REQUIRED TASK:
Please reproduce, character for character, the part of the listing below that opens with the line containing "Task: find the cream" and closes with the line containing "Query: eroded rock face", with both of those lines included. Copy nothing outside that span.

DATA SUPPLIED:
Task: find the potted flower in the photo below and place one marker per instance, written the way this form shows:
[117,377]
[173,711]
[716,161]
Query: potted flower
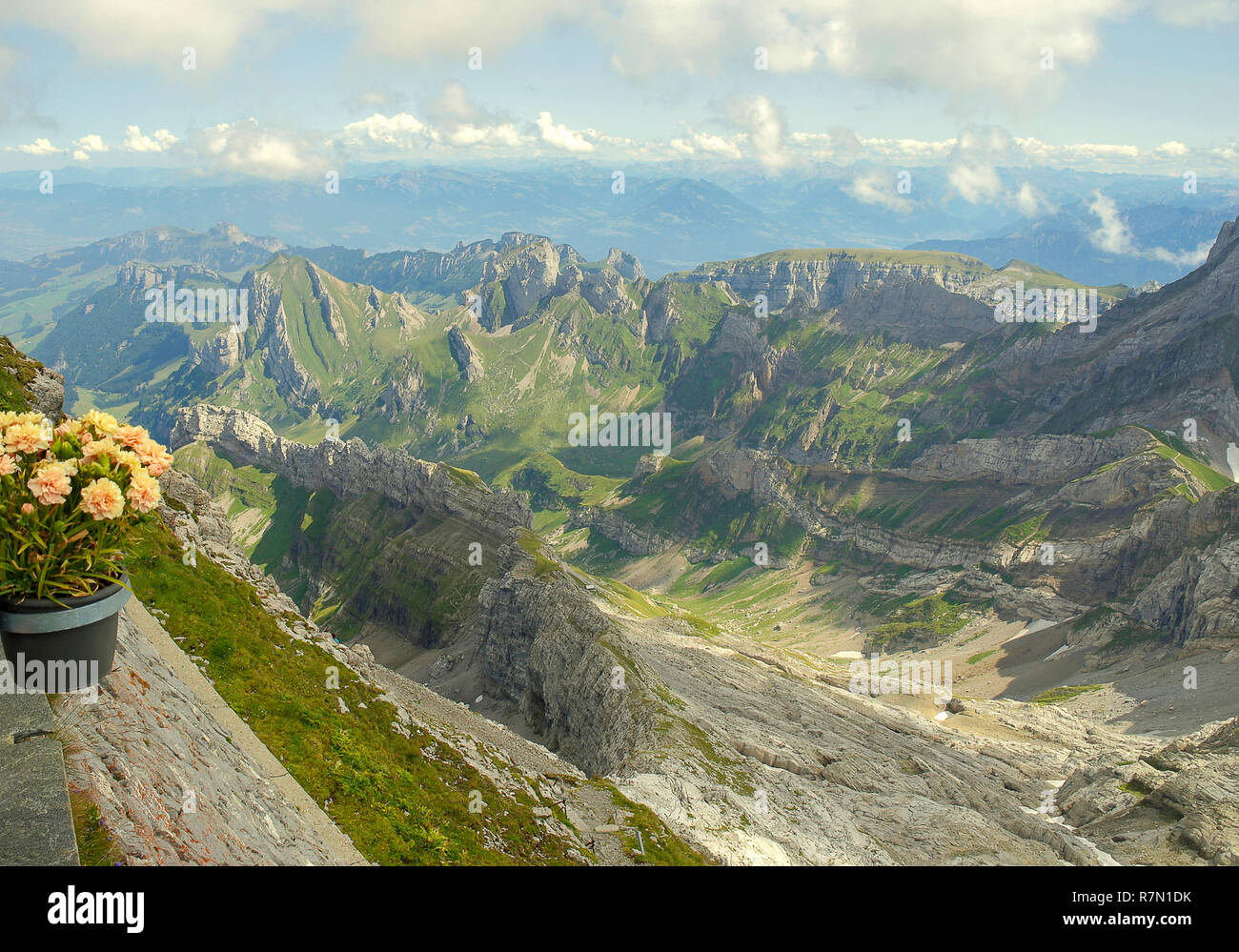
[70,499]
...
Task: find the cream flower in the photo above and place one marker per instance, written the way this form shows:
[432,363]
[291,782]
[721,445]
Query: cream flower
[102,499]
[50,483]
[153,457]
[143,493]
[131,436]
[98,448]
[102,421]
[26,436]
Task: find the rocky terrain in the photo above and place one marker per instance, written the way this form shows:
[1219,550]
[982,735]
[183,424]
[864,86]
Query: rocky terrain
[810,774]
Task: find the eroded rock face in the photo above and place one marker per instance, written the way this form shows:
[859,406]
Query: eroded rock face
...
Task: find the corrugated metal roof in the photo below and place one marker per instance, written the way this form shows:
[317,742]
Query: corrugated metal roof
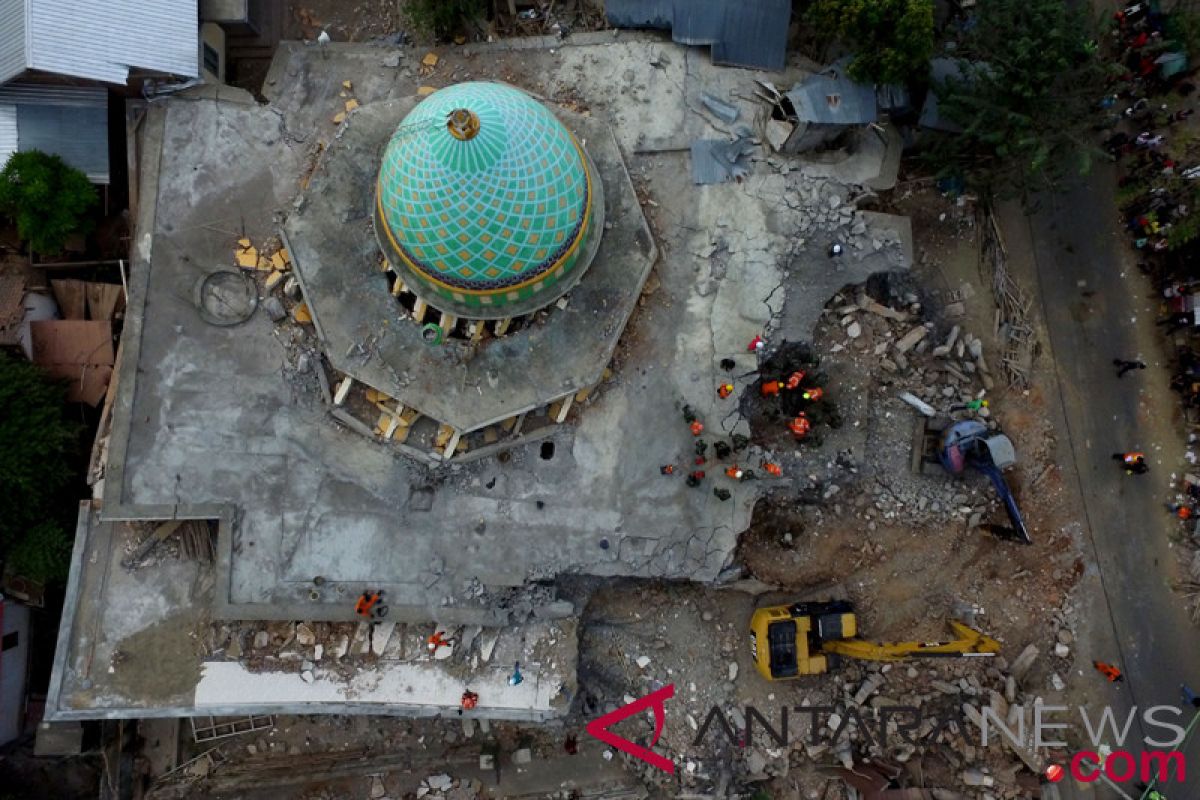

TASK RESULT:
Task: find the cream flower in the photo above and place one marker per instance, written the way this form shows:
[432,363]
[291,782]
[721,445]
Query: cream flower
[102,499]
[50,483]
[153,457]
[143,493]
[131,436]
[98,448]
[102,421]
[26,436]
Task: find the rocky terrain in the photo above and place one marker per instance, written the way this form shows:
[1219,550]
[982,735]
[183,424]
[864,86]
Query: rocky terrain
[810,774]
Task: find the eroded rock face in the photo above and place one marker per instance, written the way this form shows:
[859,406]
Query: eroded rock face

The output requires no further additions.